- Work instructions
Could you please retype exactly the lines from the start of the records below through the line that contains "Phrase: white cloud", both included, and leave out the pictures?

───── Material for this task

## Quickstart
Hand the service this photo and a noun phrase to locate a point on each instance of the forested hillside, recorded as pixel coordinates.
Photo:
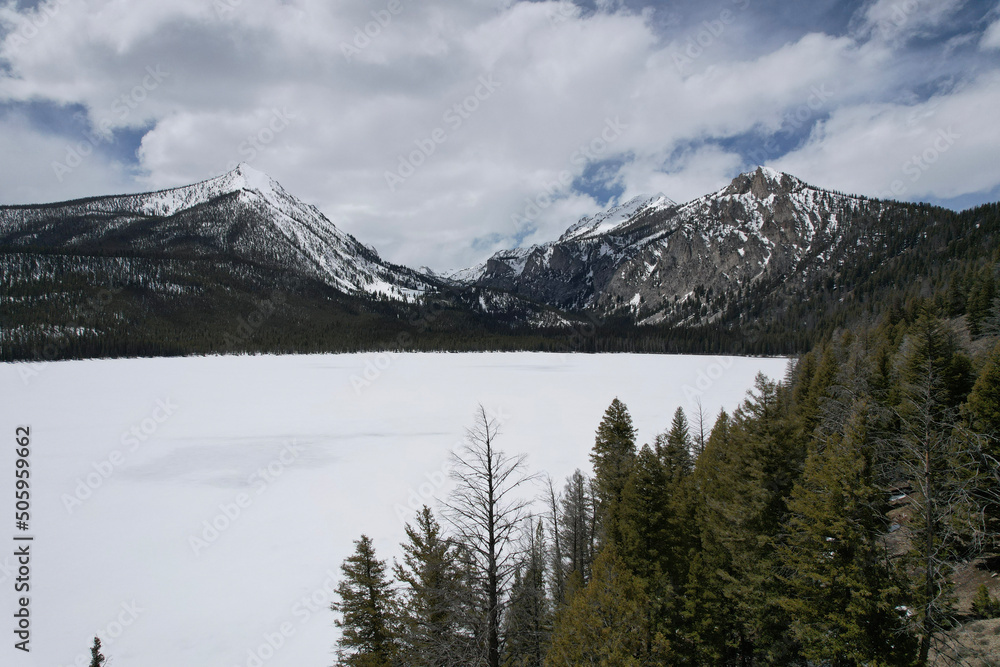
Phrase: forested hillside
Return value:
(845, 515)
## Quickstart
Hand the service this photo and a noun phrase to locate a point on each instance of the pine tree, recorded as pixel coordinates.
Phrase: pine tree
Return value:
(437, 613)
(605, 622)
(982, 417)
(932, 458)
(367, 609)
(983, 605)
(577, 526)
(612, 457)
(842, 590)
(983, 406)
(97, 658)
(487, 513)
(528, 623)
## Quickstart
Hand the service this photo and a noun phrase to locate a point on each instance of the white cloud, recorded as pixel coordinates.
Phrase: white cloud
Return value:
(897, 21)
(944, 147)
(991, 38)
(329, 97)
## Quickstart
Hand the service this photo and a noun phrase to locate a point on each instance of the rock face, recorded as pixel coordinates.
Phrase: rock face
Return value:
(656, 261)
(242, 216)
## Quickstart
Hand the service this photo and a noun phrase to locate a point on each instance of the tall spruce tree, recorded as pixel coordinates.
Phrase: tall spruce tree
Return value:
(368, 611)
(612, 457)
(577, 526)
(528, 622)
(605, 623)
(935, 380)
(843, 591)
(97, 658)
(438, 611)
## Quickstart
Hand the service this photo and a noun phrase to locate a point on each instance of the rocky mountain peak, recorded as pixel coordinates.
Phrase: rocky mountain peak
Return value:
(762, 183)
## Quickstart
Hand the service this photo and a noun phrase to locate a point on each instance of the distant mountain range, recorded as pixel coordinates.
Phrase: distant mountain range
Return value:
(173, 272)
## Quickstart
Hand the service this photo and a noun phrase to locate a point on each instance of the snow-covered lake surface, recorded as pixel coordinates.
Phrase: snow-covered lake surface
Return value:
(195, 511)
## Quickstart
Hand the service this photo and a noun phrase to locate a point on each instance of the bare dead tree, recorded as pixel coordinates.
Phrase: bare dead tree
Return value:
(699, 427)
(487, 511)
(558, 583)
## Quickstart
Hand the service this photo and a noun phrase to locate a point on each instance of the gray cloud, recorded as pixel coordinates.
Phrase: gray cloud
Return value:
(364, 89)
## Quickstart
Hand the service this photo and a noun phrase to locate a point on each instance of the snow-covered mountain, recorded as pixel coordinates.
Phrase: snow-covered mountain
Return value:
(616, 216)
(656, 261)
(243, 215)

──────────

- Response to the exercise
## Quickstart
Hand the service this photo and a noun phrase to locate a point on each instance of the forested hillside, recorded as pixel coordinates.
Photo:
Phrase: forested hillside
Return value:
(845, 515)
## Quickstart
Hand the service this photo and a noun phrase to locate a point on each instance of the pine tree, recorded as pixel coordinates.
Phrase: pine tree
Return value:
(437, 613)
(605, 622)
(982, 417)
(932, 458)
(367, 609)
(983, 605)
(577, 526)
(612, 457)
(842, 590)
(983, 406)
(97, 658)
(487, 513)
(528, 623)
## Quickstart
Hand the service this photo and a noun phrase to locate a point on each instance of the white cloud, recorded as pixel coordinates.
Phrase: white cloud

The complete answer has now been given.